_Provided entries_
════════
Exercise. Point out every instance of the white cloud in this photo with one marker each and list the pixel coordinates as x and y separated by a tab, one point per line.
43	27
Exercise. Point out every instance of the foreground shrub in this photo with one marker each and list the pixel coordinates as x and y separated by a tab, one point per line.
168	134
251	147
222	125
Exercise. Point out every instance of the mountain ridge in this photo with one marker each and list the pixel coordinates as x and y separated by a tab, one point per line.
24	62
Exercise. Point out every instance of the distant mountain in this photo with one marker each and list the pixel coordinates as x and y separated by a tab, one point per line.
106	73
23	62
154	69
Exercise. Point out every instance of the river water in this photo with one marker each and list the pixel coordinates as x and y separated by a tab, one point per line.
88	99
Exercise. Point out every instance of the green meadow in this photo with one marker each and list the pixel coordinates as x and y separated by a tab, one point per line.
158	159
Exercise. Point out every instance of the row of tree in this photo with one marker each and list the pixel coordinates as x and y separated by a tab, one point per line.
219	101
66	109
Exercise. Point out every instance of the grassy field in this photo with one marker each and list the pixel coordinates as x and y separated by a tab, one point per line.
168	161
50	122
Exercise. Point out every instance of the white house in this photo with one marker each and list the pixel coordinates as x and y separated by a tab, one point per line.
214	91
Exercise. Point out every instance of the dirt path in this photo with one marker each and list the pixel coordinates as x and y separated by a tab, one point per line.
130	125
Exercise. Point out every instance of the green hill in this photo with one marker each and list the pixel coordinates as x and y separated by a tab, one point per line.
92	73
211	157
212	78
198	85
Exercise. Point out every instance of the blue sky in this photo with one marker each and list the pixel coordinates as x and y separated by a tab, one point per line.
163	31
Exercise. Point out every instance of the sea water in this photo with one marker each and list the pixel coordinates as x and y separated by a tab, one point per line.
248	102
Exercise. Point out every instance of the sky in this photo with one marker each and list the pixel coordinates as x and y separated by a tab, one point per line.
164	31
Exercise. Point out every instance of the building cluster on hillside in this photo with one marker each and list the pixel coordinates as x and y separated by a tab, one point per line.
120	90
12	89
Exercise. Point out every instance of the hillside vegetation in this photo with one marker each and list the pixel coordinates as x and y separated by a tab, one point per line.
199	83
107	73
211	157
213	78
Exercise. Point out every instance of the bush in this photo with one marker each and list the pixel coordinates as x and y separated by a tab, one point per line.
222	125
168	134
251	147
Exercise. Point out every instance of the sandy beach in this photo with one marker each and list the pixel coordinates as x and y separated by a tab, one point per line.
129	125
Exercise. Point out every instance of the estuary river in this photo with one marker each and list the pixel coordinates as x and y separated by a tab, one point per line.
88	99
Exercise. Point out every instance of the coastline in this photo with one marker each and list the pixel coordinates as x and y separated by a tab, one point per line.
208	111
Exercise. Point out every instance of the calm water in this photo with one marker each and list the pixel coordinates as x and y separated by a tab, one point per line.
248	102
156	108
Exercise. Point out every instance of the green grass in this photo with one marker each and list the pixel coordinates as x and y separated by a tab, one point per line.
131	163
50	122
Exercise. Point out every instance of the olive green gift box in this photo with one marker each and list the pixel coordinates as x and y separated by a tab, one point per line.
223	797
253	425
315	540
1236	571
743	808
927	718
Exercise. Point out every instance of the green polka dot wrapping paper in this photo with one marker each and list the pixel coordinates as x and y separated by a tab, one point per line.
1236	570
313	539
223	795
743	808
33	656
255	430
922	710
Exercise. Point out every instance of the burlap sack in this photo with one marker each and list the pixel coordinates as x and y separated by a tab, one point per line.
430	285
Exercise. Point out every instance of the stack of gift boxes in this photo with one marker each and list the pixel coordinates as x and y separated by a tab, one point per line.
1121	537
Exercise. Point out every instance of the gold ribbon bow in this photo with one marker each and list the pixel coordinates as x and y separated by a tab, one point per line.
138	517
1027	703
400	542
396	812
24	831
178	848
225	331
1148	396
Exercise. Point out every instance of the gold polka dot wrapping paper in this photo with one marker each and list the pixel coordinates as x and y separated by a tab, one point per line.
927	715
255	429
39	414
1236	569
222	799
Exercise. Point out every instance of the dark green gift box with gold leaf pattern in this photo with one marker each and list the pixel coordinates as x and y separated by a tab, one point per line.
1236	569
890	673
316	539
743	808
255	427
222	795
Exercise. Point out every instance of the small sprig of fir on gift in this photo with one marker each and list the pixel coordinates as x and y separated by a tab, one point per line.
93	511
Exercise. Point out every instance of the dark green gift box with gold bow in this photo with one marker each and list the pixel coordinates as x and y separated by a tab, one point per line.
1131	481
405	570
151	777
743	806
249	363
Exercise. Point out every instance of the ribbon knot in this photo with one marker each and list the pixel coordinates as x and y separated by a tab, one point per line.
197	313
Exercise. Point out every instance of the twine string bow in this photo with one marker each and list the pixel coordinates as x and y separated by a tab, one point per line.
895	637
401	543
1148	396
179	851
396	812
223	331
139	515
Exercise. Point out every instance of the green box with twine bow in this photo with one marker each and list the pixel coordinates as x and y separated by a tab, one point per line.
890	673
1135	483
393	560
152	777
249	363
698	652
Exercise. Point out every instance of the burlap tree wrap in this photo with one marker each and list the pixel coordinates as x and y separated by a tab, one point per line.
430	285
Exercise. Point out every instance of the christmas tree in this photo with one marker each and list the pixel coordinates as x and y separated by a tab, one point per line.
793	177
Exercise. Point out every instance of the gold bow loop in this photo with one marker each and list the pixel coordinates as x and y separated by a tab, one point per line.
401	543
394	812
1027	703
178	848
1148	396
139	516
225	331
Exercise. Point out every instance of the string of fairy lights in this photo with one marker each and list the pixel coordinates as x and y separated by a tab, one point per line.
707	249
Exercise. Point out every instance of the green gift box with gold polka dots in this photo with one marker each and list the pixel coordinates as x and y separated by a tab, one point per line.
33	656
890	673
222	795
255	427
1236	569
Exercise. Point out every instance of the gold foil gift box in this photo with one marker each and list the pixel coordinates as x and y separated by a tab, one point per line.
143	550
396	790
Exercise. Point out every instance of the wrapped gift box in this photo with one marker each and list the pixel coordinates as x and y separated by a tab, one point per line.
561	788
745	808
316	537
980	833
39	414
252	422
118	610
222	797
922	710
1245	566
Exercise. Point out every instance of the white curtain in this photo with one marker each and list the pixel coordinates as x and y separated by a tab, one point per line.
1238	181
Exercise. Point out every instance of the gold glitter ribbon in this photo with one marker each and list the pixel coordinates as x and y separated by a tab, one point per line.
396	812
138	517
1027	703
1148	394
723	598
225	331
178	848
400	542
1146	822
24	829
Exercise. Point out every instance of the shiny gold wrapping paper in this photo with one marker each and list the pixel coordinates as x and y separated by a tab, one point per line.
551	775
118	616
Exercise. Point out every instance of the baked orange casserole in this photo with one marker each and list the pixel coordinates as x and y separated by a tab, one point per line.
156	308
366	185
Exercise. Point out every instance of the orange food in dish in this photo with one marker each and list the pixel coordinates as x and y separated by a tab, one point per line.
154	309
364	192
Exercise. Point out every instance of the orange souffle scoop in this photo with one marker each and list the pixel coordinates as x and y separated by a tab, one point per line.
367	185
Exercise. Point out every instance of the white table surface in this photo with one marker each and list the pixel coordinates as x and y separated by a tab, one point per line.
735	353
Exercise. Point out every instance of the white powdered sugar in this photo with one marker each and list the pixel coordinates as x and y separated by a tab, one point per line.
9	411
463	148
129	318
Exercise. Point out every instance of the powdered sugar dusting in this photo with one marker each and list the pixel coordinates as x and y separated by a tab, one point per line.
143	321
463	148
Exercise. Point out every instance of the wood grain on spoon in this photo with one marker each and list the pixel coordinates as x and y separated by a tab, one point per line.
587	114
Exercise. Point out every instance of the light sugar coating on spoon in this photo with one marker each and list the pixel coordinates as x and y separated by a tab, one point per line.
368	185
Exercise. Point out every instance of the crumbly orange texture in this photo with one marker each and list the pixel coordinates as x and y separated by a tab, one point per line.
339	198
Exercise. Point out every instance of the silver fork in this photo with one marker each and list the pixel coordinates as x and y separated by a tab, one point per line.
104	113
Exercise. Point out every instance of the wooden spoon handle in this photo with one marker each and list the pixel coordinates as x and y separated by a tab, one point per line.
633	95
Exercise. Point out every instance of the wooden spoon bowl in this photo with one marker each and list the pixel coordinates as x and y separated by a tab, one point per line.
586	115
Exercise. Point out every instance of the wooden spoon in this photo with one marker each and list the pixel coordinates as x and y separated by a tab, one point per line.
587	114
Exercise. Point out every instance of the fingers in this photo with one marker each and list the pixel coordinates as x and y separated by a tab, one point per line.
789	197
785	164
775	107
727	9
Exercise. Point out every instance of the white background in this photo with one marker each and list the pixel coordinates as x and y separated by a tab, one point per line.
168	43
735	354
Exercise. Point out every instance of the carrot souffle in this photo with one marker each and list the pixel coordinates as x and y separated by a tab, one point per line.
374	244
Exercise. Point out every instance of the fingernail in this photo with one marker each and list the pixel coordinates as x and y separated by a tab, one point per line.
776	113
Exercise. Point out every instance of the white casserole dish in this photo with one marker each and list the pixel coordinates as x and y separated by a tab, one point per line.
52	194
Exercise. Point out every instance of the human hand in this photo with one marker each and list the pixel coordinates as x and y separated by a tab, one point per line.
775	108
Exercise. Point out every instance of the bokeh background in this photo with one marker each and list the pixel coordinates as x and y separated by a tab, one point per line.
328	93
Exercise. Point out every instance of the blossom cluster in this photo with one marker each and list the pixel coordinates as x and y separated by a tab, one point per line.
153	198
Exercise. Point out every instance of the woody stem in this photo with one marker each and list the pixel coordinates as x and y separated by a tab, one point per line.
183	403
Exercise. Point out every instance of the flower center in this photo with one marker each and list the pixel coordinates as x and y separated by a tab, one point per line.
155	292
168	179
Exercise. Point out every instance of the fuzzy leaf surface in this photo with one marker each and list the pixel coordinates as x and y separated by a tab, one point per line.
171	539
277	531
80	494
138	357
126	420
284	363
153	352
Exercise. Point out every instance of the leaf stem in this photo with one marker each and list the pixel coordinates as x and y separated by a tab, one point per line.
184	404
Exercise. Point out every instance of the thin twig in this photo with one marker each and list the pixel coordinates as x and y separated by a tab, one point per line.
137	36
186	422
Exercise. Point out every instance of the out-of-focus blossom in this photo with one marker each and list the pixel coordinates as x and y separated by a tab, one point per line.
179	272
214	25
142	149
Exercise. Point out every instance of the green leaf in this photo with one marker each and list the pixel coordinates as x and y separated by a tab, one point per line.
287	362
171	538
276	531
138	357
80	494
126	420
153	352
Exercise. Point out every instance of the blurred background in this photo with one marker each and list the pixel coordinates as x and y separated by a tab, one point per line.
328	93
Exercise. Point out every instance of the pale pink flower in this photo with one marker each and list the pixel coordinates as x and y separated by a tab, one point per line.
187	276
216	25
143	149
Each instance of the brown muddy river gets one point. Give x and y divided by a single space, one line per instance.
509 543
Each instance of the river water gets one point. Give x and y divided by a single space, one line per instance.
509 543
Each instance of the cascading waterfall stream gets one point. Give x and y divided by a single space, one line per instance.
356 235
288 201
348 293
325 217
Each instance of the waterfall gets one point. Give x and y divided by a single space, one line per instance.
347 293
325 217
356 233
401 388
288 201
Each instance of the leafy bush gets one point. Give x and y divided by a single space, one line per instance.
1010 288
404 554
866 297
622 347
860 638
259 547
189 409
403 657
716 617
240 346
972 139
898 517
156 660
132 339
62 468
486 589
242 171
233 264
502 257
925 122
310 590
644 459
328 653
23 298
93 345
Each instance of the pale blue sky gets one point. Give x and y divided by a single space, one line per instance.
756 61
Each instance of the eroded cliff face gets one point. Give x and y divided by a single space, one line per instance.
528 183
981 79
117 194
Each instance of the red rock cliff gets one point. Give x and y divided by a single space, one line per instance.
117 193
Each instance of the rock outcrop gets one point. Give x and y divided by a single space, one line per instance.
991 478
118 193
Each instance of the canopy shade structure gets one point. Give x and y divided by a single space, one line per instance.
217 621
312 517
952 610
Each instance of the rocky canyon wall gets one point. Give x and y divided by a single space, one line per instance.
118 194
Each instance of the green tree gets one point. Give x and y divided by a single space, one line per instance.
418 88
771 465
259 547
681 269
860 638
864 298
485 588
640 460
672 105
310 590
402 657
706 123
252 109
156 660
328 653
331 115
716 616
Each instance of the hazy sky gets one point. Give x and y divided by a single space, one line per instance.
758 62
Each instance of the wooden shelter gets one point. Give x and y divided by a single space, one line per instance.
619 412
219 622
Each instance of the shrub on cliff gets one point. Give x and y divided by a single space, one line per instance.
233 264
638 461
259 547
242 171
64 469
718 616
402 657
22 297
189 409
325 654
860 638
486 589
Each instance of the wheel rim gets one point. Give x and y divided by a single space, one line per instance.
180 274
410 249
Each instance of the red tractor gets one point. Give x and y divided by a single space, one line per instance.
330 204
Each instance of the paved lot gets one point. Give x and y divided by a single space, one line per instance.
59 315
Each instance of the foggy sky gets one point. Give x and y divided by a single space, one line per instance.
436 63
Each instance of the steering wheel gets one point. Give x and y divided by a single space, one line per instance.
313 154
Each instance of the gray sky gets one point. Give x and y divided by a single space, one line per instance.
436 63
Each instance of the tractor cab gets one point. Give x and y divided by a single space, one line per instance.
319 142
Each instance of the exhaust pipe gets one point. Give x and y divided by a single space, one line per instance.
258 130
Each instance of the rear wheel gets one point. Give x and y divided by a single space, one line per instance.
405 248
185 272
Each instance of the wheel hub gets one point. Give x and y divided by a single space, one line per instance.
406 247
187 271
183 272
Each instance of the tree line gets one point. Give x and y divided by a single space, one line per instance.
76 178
════════
Everything from the line containing "Each instance of the gray" through the final line of the listing, inclusive, must be reproduced exactly; leave out the rest.

_In response_
Each instance of the gray sky gets one point. Give x and y divided by a single space, one line per instance.
436 63
Each instance of the tractor cab gets one point. Give x and y divided by a single space, one line per instance.
319 142
Each instance of the exhaust pipe gets one point. Give x and y divided by a single space, one line per instance.
258 130
Each instance of the rear wheel gets one point. Give x and y divided by a single space, one line per instance.
405 248
185 272
Each instance of the wheel hub gets one point. Give x and y divided by a single space, one line per instance.
406 247
187 271
183 272
Each instance of the tree line gets one point. Give x and y divided by a single space, one line per instance.
76 178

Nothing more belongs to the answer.